As the questioning continues Carson asks did a young servant dine with him?

"Certainly not," said Wilde.
"Did you ever kiss him?"
"Oh no, never in my life. He was a peculiarly plain boy …"
Wilde went on to say, "he was, unfortunately, extremely ugly. I pitied him for it."

Here, as he reads from the cross examination, Holland groans. “Oh God! Honestly! How he could have done that. He had one joke too many and he talked himself into prison.”

Carson moves in for the kill and thereafter the great writer begins to lose his sangfroid and wit, and loses the case as well.

And as Carson is about to open up the arguments for the defence and a string of rent boys are about to give evidence Wilde, defeated, withdraws his case against Queensberry under advice from his lawyer, Sir Edward Clarke.

Shortly thereafter the evidence amassed by Queensberry’s team is handed to the British DPP and two criminal cases are taken against Wilde for gross indecency, the first resulting in a hung jury, the second leading to his conviction, prison, bankruptcy, exile and death in Paris in 1900.

France

Merlin Holland is 75 now and living in Burgundy in France. Wilde’s wife Constance changed the family name to Holland after the disgrace of the trial. It is clear from the documentary made by BBC producer Damon Quinn that he has no animus against Carson. He doesn’t blame Carson for Wilde’s destruction – he blames Oscar.

Holland is son of Vyvyan Holland, one of two children of Oscar and Constance Wilde, and the only grandchild of the author.

In the 1950s Vyvyan and his wife Thelma, fearing the homophobia of the time, advised their son not to trumpet his connections to Wilde. “I can remember my parents saying, my mother particularly, that if anybody asks you: ‘Are you the grandson of Oscar Wilde? You just say yes and conveniently change the subject’.”

RECORDED INFORMATION:
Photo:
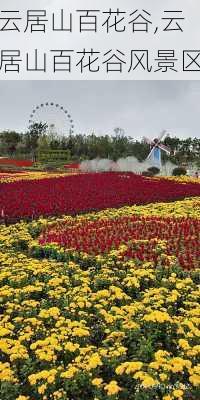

OBJECTIVE:
In the passage on Oscar Wilde's libel case, rewrite the text from "Carson moves in" up to and including "Sir Edward Clarke.", substituting "composure" for "sangfroid".

OUTPUT OF THE EXERCISE:
Carson moves in for the kill and thereafter the great writer begins to lose his composure and wit, and loses the case as well.

And as Carson is about to open up the arguments for the defence and a string of rent boys are about to give evidence Wilde, defeated, withdraws his case against Queensberry under advice from his lawyer, Sir Edward Clarke.